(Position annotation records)
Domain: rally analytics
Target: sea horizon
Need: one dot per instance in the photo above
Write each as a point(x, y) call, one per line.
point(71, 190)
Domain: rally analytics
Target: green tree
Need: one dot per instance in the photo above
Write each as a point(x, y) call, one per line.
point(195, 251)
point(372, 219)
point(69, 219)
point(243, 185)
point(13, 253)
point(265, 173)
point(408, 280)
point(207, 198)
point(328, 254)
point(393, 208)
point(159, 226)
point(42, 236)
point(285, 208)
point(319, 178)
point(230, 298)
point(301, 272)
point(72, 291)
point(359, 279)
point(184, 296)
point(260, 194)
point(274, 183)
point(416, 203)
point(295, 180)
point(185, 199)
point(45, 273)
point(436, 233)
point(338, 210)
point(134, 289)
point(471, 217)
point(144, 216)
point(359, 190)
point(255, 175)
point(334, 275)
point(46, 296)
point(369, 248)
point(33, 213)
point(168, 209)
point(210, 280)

_Exercise objective_
Render every line of the items above as a Markdown table with two columns, "Row" for the row number and "Text" for the line itself. Leave out any blank lines.

_Exercise result_
| Row | Text |
|---|---|
| 1 | Domain: rally analytics |
| 2 | Target: sea horizon |
| 3 | Need: one dot per instance in the photo above |
| 4 | Write each as a point(x, y) call, one per line. |
| 5 | point(71, 190) |
| 6 | Domain: rally analytics |
| 7 | Target: green tree |
| 8 | Need: one dot per instance in the photo above |
| 9 | Write each as a point(x, y) call, one per line. |
| 10 | point(195, 251) |
| 11 | point(372, 219) |
| 12 | point(69, 219) |
| 13 | point(243, 185) |
| 14 | point(13, 253) |
| 15 | point(265, 173) |
| 16 | point(408, 280) |
| 17 | point(207, 198) |
| 18 | point(328, 254) |
| 19 | point(393, 208) |
| 20 | point(159, 226) |
| 21 | point(42, 236) |
| 22 | point(285, 208) |
| 23 | point(319, 178) |
| 24 | point(230, 298) |
| 25 | point(301, 272) |
| 26 | point(72, 291) |
| 27 | point(359, 279) |
| 28 | point(184, 296) |
| 29 | point(260, 194) |
| 30 | point(274, 183) |
| 31 | point(416, 203) |
| 32 | point(295, 180) |
| 33 | point(185, 199) |
| 34 | point(45, 273) |
| 35 | point(436, 233) |
| 36 | point(338, 210) |
| 37 | point(134, 289) |
| 38 | point(471, 217) |
| 39 | point(144, 216) |
| 40 | point(359, 190) |
| 41 | point(255, 175) |
| 42 | point(334, 275) |
| 43 | point(46, 296) |
| 44 | point(369, 248) |
| 45 | point(33, 213) |
| 46 | point(168, 209) |
| 47 | point(210, 280) |